"""

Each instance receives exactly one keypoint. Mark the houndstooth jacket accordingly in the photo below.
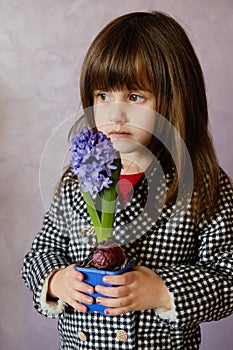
(194, 260)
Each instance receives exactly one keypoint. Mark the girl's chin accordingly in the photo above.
(124, 145)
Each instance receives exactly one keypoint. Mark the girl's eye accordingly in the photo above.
(104, 96)
(136, 98)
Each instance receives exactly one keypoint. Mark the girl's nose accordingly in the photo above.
(118, 112)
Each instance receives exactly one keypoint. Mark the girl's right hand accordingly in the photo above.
(67, 284)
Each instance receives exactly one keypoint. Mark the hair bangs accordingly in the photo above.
(123, 65)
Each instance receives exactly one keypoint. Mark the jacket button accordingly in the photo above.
(82, 336)
(121, 335)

"""

Exercise objective: Render every line of the records above as a Markdown table with the columns Row and Line, numbering each row and skipping blank lines. Leave the pictures out.

The reply:
| Row | Line |
|---|---|
| 1 | Each instance receives exactly one keypoint. Mark the houndstooth jacket accordingly in the photo below. |
| 2 | (194, 260) |
| 3 | Each instance receives exactly one keypoint. Mark the girl's chin accordingly in the photo above. |
| 4 | (124, 145) |
| 5 | Each instance receives exactly one keypoint. Mark the girl's eye accordingly in the photo above. |
| 6 | (104, 96) |
| 7 | (136, 98) |
| 8 | Each instance receives exactly one keypoint. Mark the girl's nose accordingly in the photo above. |
| 9 | (118, 112) |
| 10 | Each instance receives exactly one keypoint. Mark the girl's right hand accordingly in the photo above. |
| 11 | (67, 284) |
| 12 | Each instance receives exactly one keypoint. Mark the hair bangs accordingly in the photo above. |
| 13 | (123, 65) |
| 14 | Each instance receives exactly one keypoint. Mark the jacket button accordingly in the photo above. |
| 15 | (82, 336) |
| 16 | (121, 335) |